# Stored data
◆ ◆ ◆ ◆

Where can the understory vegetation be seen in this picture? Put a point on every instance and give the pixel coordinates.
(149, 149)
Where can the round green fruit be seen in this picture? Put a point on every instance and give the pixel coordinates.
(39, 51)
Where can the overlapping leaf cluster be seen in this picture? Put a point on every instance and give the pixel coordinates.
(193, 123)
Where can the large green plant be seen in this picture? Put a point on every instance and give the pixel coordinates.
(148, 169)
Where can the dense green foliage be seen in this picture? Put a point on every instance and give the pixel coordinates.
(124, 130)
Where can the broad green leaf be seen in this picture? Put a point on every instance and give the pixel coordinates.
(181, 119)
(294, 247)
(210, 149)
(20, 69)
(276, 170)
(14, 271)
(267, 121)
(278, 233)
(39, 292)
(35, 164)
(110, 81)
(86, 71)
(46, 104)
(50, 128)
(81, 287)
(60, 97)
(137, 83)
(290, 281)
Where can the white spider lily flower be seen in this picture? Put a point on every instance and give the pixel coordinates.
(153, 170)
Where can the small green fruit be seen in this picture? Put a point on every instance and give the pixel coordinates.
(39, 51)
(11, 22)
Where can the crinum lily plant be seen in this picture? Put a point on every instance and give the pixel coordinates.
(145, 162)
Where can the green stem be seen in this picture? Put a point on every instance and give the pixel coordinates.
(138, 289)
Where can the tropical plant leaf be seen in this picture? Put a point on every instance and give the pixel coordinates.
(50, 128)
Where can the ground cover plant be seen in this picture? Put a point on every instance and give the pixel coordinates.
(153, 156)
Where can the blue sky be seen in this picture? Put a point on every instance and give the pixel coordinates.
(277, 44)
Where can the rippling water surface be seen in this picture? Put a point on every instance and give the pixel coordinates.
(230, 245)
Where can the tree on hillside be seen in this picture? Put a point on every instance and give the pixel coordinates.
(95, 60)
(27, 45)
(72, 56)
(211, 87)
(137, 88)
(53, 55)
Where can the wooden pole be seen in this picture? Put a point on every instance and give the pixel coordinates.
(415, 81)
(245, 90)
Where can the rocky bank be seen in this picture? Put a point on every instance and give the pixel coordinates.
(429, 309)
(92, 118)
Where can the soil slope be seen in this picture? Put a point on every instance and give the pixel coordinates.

◆ ◆ ◆ ◆

# Exercise instructions
Emit verbatim the lines running from the one with "Where can the tropical" through the last line of the data, both endpoints inclusive.

# Exercise answer
Where can the tropical plant leaf be seen in this picture? Put a point on every instance and give the pixel coordinates.
(50, 128)
Where can the ground cover plant be seen in this picture? Put a point on every instance and give the pixel coordinates.
(153, 156)
Where can the blue sky be seen in this picture? Put a point on every instance and give the pixel coordinates.
(277, 44)
Where can the rippling water surface be seen in this picture? Put a point on every instance and give the pixel coordinates.
(230, 245)
Where can the tree on hillside be seen in this picture? Put a point on every instance and give the pixel coordinates.
(95, 60)
(27, 45)
(72, 56)
(211, 87)
(137, 88)
(53, 55)
Where can the wooden pole be seen in this picture? Put a point on every instance and give the pixel coordinates.
(415, 81)
(245, 90)
Where can the rocky bank be seen in this picture? Put a point on every instance and give the pixel coordinates.
(429, 309)
(92, 118)
Where can the soil slope be seen in this picture? Put a point on every instance and give the pixel coordinates.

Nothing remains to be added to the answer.